* _Exercise brief_
Transcribe the entries below exactly, starting with the line that has "Can you find the thin" and stopping after the line that has "Can you find the chain"; no pictures belong in the copy.

(Point localization data)
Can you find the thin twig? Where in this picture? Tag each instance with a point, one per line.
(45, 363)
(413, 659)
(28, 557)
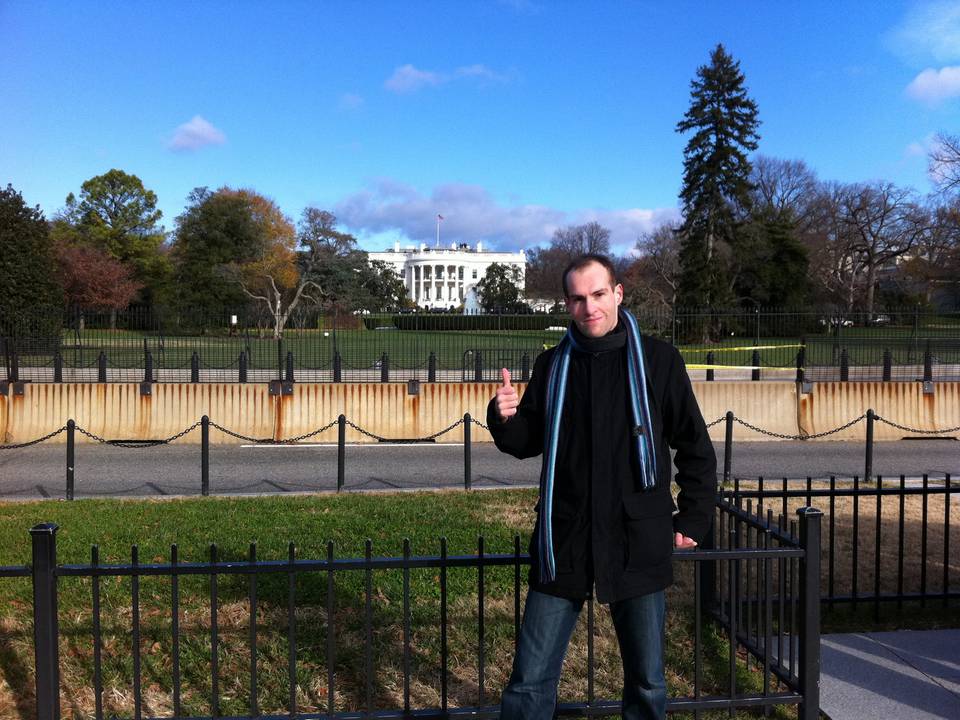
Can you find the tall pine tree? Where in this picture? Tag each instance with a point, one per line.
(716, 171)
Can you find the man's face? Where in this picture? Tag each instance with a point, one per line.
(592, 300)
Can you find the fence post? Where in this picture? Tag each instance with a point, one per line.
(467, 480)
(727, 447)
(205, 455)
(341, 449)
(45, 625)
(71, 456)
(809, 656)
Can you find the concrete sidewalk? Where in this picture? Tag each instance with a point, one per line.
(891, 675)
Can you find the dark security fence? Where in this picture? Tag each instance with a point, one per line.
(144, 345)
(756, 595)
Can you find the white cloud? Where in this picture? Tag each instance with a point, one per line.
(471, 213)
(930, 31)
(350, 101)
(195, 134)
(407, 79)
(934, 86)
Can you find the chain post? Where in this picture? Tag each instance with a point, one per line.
...
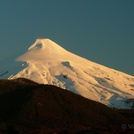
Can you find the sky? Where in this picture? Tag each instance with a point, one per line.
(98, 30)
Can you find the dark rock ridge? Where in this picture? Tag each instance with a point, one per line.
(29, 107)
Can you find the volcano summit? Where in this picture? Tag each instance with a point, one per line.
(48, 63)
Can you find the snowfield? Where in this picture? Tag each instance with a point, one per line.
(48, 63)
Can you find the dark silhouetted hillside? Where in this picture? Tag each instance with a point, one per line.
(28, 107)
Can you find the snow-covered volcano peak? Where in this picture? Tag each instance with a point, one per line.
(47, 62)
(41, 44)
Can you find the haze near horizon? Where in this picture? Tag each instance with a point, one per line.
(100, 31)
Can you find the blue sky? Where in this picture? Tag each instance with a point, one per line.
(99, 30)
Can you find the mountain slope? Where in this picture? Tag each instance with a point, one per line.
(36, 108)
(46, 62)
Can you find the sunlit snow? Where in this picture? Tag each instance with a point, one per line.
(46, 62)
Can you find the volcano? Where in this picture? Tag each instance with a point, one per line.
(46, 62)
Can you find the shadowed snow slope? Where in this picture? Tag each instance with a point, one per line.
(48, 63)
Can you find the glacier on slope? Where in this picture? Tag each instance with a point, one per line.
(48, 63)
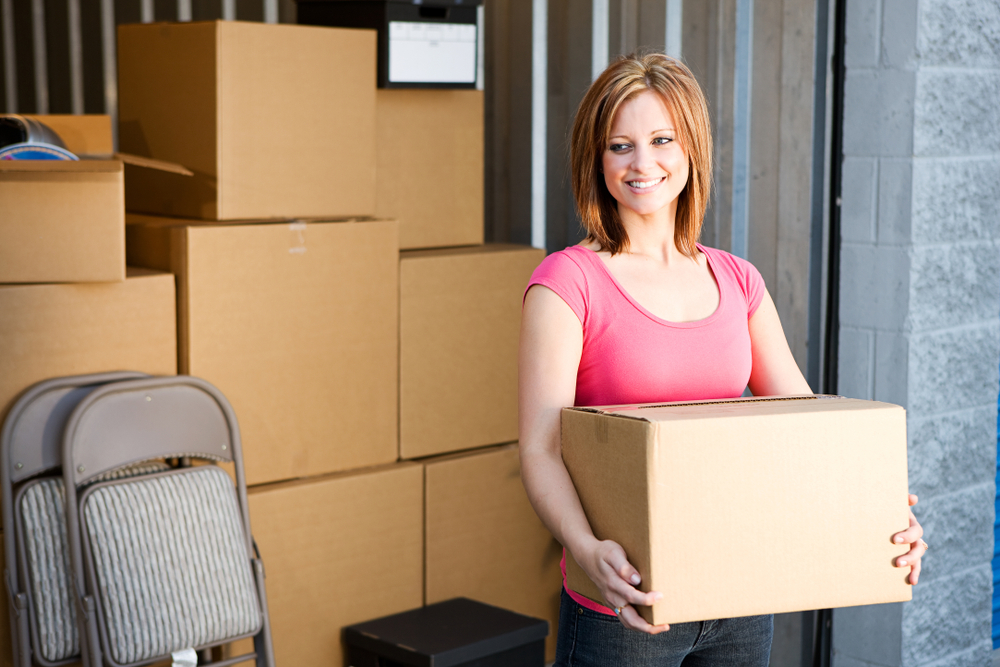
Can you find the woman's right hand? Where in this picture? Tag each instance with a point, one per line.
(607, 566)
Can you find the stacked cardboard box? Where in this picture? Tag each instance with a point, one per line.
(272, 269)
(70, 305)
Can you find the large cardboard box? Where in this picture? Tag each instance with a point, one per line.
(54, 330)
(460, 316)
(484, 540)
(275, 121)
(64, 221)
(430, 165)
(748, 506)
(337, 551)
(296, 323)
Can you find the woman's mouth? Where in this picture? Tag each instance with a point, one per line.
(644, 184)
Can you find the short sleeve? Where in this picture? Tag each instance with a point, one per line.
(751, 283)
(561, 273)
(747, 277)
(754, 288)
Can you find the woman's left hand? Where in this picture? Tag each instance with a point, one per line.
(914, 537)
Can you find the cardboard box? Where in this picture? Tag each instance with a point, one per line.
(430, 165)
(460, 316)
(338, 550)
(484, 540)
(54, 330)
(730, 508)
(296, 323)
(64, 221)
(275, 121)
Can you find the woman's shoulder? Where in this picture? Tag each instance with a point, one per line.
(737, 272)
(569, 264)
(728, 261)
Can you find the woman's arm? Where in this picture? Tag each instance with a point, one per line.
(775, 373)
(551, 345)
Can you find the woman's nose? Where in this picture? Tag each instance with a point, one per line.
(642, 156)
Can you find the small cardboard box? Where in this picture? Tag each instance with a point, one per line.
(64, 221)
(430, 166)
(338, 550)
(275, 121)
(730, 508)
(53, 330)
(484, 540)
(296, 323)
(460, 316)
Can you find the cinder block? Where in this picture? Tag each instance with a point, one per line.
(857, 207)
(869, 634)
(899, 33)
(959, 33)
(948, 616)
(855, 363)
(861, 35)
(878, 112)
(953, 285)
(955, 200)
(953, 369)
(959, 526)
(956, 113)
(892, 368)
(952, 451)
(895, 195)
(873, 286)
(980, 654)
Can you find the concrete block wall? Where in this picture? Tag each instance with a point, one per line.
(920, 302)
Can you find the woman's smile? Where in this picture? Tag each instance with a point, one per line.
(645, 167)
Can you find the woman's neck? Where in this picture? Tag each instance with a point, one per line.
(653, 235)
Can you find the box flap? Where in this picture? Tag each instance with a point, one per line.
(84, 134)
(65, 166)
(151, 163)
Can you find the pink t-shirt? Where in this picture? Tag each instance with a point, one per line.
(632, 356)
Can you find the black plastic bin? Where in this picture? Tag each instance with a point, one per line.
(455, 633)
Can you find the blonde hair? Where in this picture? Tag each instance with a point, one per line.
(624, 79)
==
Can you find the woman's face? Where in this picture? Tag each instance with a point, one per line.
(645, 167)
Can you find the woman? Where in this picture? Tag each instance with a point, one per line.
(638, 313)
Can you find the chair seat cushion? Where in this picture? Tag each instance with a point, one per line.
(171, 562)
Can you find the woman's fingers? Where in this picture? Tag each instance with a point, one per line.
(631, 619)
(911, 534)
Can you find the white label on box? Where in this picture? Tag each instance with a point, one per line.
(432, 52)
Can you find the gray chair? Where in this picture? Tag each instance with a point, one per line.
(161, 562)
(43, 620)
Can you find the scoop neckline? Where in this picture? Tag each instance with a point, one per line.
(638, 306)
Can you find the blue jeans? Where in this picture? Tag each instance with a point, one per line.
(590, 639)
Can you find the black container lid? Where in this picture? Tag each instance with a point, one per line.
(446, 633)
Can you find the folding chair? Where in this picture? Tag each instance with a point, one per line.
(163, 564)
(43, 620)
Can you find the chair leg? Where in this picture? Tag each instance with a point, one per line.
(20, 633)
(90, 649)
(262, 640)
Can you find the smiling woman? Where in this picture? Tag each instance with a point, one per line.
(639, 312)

* _Exercise result_
Can you find the thin twig? Where in this picture? Tag each instance with a point, one per line.
(45, 363)
(413, 659)
(28, 557)
Can you find the tall pine tree? Where in this picture? Tag each instance with a point, one per line.
(716, 171)
Can you find the man's face? Where in this picture? Tag each instance with a point, one per line.
(592, 300)
Can you find the fence post? Where in this picture? Tag each instance with a point, one per line.
(467, 480)
(727, 447)
(205, 455)
(341, 449)
(45, 625)
(71, 456)
(809, 656)
Can you find the concrete sidewalk? Where in this picture? Tag each instance with a point, one per line.
(891, 675)
Can you find the dark security fence? Where in this picture? Tag each instance with a point, one per line.
(144, 345)
(756, 595)
Can you find the white cloud? Where in this picture? Tag each instance with a point, one per line.
(471, 213)
(930, 31)
(350, 101)
(195, 134)
(407, 79)
(934, 86)
Can you find the chain post? Where in this picture? Tag each instance with a point, one per line.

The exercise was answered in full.